→ Exercise task 1
In the mystery function problem, what value does the solution calculate for f(5)?
→ Exercise task 2
Reproduce the part of the mystery function problem that begins at the words "Under these circumstances, which" and stops after "more subtle way.".

→ Document excerpt
2070.82 - Mystery Function

2070.82 – Mystery Function

First of all, $f(1) = 2$ . Then, further values of $f$ are given by $f(n) = f(n-1) + n.$

Under these circumstances, which of these formulas gives $f(n)$ ?

(a) $n+1$ , (b) $(n+1)^2$ , (c) $\frac{n^2 +n + 2}{2}$ , (d) $\frac{(n+1)^2}{2}$ , (e) $\frac{(3n-1)^2}{2}$ .

Solution

Of course we can just plug the first few integers into the five given formulas and see which works, but here is a more subtle way.

We start by calculating some values:

\begin{aligned} f(1) &=& 2, && \\ f(2) &=& 2 + 2 &=& 4, \\ f(3) &=& 4 + 3 &=& 7, \\ f(4) &=& 7 + 4 &=& 11, \\ f(5) &=& 11 + 5 &=& 16. \end{aligned}

With each step we are adding one more number so $f$ should be something like $f(n) \approx 1 + 2 +3 \ldots + n$ . Let's calculate this sum:

\begin{aligned} 1, && \\ 1 + 2 &=& 3, \\ 1 + 2 + 3 &=& 6, \\ 1 + 2 + 3 + 4 &=& 10, \\ 1 + 2 + 3 + 4 + 5 &=& 15. \\ \end{aligned}

So, we see that

$f(n) = (1 + 2 + \ldots + n) + 1 = \frac{n(n+1)}{2} + 1 = \frac{n^2 + n + 2}{2}.$

The correct answer is (c). (That formula for the sum of the first n whole numbers is a handy one to know.)

→ Stored records
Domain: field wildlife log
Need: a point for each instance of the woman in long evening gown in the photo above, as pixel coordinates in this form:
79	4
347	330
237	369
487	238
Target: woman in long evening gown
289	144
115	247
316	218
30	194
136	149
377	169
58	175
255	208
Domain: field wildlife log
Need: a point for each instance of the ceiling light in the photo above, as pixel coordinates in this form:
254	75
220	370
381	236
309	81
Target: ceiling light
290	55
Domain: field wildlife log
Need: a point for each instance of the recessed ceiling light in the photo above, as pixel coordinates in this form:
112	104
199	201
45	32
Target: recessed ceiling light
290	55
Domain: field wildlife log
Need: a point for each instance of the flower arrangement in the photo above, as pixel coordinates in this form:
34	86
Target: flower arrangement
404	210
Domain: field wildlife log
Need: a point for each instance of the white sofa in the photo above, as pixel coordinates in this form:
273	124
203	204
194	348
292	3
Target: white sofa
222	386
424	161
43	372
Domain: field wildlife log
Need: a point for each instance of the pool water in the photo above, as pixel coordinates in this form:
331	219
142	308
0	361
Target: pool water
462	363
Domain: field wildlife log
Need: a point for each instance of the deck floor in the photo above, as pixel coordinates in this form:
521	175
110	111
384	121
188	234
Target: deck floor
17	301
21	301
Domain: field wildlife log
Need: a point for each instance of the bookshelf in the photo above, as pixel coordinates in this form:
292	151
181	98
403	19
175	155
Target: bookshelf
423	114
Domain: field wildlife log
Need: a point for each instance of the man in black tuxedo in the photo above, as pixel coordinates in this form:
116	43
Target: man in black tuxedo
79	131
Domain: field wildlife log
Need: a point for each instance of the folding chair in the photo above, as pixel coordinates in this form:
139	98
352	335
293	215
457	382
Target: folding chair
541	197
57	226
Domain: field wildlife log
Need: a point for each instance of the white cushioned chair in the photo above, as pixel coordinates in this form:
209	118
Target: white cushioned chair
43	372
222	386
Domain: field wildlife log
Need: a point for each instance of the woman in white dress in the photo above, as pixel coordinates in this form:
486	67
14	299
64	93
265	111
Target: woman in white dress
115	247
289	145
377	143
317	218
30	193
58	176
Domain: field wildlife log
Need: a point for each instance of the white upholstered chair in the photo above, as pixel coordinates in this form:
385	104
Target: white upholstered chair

→ Final result 1
16

→ Final result 2
Under these circumstances, which of these formulas gives $f(n)$ ?

(a) $n+1$ , (b) $(n+1)^2$ , (c) $\frac{n^2 +n + 2}{2}$ , (d) $\frac{(n+1)^2}{2}$ , (e) $\frac{(3n-1)^2}{2}$ .

Solution

Of course we can just plug the first few integers into the five given formulas and see which works, but here is a more subtle way.